» **GESELECTEERDE PASSAGE**:
##########
Vorige week overleed onverwacht, alleen in een hotelkamer in Miami, het Amerikaanse fotomodel Anna Nicole Smith (1967-2007), een half jaar na de geboorte van haar dochter, een half jaar na het overlijden van haar 20-jarige zoon – en daarmee kwam een einde aan het tragische leven van een vrouw die begon als serveerster, in 1993 met dank aan de siliconenindustrie Playboy’s Playmate van het jaar werd, en een jaar later trouwde met de 89-jarige miljardair J. Howard Marshall. Die man overleed ruim een jaar later, waarna een langdurig conflict over de erfenis uitbrak tussen haar en Marshalls kinderen.
Toen ik vorige week dit nieuws las, en aan meneer Marshall en Anna Nicole dacht, moest ik terugdenken aan een gesprek dat ik wel moest afluisteren tijdens een bustochtje dat ik lang geleden ieder dag in Oxford maakte. Ik zat op een dag op het bankje voor twee typische Oxbridge dons, die zich tegenover elkaar beklaagden over de spleen die hen met grote regelmatigheid beving. Daartegen bestond in feite slechts één remedie, zo bekenden zij tegenover elkaar: de aanblik van working class breasts. Ik denk dat meneer Marshall, als hij ook in die bus had gezeten, instemmend geknikt zou hebben.
Een groot deel van de Nederlandse bevolking (volgens peilingen wel zo’n 65 procent) kan zich ook van alles bij de ontboezemingen van de heren voorstellen. Bijna vijf jaar na de moord op Pim Fortuyn, na jaren van turbulentie in de vaderlandse politiek, na felle en harde debatten over de staat van het Nederlandse multiculturalisme, na nog een politieke moord – op Theo van Gogh – en na drie kabinetten Balkenende, was Nederland toe aan iets zachts, niet aan een vadertje staat maar aan een moedertje staat, aan een belofte van overvloed en milde vrede die de lethargie voor optimisme zou verwisselen, en verlangde het intens naar het gevoel van het kind dat zich, naar het woord van zowel de psalmdichter als Geerten Gossaert, ‘pas gespeend stil bij zijne moeder vindt’.
##########
» **AANGELEVERDE RECORDS**:
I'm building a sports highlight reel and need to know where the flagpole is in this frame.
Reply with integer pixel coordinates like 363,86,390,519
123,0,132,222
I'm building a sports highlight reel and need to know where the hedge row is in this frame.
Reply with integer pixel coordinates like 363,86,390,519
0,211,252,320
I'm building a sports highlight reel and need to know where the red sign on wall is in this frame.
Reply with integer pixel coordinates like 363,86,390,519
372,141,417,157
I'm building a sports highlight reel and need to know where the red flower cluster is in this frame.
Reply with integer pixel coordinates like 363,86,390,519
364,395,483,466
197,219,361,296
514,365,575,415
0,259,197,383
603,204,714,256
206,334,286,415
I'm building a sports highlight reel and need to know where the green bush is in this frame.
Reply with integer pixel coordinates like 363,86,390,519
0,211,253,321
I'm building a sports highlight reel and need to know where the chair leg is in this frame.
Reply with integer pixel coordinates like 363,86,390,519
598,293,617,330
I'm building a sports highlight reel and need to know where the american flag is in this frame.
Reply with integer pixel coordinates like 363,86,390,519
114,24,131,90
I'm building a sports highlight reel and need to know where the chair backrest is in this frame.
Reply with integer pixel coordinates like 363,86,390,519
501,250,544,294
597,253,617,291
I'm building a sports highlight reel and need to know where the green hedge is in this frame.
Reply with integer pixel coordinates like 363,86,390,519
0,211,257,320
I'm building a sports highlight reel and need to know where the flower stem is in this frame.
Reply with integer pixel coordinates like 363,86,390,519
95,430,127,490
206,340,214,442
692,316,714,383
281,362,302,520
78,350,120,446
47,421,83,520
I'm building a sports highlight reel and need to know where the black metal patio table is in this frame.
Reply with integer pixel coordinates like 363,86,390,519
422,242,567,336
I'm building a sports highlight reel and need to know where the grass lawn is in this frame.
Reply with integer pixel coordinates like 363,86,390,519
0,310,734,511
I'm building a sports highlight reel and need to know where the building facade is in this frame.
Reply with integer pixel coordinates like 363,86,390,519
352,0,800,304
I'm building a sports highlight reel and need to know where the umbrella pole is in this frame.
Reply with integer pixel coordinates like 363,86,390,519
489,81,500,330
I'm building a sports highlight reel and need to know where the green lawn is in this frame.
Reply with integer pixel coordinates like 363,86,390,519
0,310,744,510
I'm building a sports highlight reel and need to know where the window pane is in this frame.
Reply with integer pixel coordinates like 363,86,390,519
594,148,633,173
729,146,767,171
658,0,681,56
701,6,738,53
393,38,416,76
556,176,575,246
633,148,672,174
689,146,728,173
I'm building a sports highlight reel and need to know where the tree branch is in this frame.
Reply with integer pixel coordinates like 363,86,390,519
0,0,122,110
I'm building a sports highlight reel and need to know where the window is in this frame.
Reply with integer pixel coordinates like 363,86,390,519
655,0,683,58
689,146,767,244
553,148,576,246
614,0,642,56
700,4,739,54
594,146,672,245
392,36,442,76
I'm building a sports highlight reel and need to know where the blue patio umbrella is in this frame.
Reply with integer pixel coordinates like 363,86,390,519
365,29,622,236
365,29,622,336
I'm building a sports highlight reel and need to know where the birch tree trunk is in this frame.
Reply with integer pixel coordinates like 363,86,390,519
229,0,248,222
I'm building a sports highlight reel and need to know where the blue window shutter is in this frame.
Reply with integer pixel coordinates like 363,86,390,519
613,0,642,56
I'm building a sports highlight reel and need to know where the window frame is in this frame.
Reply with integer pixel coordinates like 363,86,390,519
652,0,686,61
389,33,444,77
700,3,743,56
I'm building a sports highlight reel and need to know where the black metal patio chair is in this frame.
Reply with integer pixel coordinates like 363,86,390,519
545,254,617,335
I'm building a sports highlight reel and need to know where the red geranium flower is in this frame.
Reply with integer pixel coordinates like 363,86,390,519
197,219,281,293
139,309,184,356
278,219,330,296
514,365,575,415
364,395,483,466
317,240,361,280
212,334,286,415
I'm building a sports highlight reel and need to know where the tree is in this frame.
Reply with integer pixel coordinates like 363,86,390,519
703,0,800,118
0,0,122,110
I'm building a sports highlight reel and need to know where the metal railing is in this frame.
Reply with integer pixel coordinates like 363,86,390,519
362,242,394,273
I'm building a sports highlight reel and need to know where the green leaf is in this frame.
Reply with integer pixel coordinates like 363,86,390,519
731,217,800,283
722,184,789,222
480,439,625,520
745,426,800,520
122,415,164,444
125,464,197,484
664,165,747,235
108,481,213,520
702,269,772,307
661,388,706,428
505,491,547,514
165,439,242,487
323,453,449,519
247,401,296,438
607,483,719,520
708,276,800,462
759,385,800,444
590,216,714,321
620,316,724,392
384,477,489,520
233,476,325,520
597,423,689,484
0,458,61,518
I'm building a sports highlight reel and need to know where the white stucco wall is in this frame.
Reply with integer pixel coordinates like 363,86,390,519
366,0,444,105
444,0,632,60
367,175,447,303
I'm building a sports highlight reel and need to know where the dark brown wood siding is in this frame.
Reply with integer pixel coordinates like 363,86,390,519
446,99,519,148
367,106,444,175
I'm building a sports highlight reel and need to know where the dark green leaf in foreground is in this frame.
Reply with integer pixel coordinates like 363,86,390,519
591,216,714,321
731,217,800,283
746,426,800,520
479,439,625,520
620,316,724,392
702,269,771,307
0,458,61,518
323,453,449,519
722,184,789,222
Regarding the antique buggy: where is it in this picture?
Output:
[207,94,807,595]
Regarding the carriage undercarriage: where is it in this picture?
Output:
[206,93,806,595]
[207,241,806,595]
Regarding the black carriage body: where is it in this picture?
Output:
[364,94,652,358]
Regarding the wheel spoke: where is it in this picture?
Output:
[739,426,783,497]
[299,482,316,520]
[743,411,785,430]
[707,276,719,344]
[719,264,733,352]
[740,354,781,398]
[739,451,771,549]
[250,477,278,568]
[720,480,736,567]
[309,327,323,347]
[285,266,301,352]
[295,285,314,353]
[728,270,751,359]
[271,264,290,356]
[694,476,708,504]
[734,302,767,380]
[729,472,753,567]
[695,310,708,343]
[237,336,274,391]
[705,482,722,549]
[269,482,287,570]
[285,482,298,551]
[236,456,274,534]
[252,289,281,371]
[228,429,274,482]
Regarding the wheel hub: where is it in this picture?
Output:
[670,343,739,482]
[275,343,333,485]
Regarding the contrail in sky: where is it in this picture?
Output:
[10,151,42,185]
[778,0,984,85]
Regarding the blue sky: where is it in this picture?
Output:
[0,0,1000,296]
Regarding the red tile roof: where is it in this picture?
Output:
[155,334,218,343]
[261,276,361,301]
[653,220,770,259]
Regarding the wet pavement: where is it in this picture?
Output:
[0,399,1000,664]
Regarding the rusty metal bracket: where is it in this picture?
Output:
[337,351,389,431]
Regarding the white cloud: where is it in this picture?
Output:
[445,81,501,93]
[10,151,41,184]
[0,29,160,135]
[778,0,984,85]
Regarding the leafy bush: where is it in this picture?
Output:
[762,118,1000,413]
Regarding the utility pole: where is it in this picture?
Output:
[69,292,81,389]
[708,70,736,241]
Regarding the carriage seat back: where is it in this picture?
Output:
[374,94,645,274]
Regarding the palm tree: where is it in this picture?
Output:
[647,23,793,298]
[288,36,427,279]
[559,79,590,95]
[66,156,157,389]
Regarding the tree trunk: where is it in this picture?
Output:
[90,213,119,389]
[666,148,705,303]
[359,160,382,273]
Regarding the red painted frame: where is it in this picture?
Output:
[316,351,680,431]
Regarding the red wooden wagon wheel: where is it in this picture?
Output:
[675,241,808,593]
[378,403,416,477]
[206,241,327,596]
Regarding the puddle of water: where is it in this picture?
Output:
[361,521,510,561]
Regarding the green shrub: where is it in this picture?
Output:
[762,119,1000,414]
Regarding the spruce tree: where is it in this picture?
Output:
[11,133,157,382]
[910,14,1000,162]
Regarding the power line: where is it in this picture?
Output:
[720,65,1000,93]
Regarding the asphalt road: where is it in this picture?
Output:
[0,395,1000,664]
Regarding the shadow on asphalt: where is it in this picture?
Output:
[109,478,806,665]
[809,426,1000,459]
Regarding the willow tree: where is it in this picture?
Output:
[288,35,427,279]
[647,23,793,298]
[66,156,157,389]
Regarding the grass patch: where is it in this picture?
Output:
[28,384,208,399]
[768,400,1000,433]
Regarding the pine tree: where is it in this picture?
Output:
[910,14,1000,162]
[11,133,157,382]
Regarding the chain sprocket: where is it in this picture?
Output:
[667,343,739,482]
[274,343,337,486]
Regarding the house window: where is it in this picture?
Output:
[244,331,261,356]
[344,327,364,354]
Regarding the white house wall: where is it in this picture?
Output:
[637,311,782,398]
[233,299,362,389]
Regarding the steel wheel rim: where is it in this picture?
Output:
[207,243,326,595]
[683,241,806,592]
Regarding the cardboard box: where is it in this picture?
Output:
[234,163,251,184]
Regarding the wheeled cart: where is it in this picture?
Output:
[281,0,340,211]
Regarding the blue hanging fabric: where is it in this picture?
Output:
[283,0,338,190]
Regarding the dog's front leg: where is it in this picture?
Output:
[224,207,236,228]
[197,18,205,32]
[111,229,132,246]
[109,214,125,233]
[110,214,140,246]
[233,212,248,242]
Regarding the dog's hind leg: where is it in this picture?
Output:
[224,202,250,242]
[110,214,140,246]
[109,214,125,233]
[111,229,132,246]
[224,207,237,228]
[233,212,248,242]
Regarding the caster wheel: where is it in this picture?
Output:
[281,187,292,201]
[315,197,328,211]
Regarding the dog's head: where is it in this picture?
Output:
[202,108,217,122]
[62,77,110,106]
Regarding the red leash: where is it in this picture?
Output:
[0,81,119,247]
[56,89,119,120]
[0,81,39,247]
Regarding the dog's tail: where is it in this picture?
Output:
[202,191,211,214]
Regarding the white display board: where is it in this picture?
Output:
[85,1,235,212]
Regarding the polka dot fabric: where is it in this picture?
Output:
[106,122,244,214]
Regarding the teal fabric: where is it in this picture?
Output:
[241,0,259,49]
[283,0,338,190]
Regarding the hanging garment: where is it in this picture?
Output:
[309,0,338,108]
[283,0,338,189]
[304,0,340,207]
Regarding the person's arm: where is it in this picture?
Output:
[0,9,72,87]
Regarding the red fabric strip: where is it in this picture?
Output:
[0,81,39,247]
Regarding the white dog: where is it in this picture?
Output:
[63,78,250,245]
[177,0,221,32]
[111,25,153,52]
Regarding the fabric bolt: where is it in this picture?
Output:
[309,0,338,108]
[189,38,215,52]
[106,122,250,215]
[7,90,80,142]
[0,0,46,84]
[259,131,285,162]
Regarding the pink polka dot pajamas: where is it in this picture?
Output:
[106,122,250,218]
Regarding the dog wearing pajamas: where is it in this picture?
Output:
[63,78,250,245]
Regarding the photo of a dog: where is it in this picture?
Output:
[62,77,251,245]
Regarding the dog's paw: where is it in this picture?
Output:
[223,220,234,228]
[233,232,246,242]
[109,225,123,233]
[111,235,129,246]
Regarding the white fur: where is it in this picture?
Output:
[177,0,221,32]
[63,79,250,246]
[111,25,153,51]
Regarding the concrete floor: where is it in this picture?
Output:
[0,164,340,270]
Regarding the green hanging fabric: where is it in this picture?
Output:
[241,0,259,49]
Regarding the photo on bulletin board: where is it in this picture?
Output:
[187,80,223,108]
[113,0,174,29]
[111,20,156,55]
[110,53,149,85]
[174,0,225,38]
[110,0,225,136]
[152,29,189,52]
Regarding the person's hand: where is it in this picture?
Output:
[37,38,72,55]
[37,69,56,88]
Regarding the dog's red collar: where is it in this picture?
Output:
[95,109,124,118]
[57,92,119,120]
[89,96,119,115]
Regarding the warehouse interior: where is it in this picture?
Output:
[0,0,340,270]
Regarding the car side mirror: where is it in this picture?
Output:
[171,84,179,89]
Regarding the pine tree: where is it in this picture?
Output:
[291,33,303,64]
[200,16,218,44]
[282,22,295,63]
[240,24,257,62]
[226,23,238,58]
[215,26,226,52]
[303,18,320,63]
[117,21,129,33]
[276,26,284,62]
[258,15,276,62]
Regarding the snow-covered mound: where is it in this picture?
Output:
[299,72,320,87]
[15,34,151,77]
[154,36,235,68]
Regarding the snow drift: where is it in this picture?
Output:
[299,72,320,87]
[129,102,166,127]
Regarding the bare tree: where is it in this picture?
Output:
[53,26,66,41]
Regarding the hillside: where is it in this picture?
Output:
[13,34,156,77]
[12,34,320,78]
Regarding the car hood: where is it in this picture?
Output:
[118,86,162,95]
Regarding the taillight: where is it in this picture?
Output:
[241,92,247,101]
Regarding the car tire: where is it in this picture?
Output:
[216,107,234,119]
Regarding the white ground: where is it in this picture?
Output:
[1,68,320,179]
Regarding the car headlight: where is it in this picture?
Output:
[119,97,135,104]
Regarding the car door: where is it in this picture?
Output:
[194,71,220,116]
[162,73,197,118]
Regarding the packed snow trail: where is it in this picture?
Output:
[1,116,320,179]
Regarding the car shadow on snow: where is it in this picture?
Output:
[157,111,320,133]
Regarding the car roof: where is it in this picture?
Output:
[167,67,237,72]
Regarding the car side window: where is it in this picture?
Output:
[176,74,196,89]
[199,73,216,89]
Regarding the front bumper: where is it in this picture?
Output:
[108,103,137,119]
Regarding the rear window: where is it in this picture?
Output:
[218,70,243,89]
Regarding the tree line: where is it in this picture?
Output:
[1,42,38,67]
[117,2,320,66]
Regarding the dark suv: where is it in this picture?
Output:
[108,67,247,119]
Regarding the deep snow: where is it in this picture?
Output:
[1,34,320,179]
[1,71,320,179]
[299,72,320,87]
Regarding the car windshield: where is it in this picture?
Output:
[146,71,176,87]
##########
» **VEREISTE OPDRACHT**: Vervolg de tekst over de dood van Anna Nicole Smith en het Nederlandse verlangen naar een 'moedertje staat' vanaf het einde van de laatste getoonde zin.

» **DEFINITIEF ANTWOORD**:
De drie mannenbroeders van het VU-kabinet hebben dat haarscherp aangevoeld. Zij hebben de blouse, de dankzij Zalm hoog gesloten blouse van de Nederlandse overheidsfinanciën, koket open geknoopt en tonen trots een working class boezem waar het gehele volk zich de komende jaren in weelde tegenaan mag vleien.
Of die boezem over een jaar of wat nog altijd vol zal zijn en van melk vloeiende, staat nog te bezien. De heren rekenen op een jaarlijkse omvangstoename van 2 procent, terwijl rekenmeesters denken dat die maximaal 1,75 procent zal zijn. Maar het deelt wel lekker uit, en de melk is nu nog zoet. Het risico van een verschrompelende boezem en voortijdig zure melk nemen zij nu maar even op de koop toe.
Want de heren willen zo graag voor ons zorgen. Ze willen de cohesie en de saamhorigheid herstellen, en hebben daarom een ‘investeringsagenda’ opgesteld die bij beter geschoolden dan het trio-BBR onmiddellijk herinneringen oproept aan de nachtmerrie die een politiek filosoof – de hier al eerder genoemde Alexis de Tocqueville – typeerde als het regime van de ‘zachte despotie’: een overheid als een potige doch moederlijke boerin, die als een moeder waakt over een kudde verstrooide schapen, en die schapen bijeenhoudt door ze tijdig van hun behoeftes en pleziertjes te voorzien.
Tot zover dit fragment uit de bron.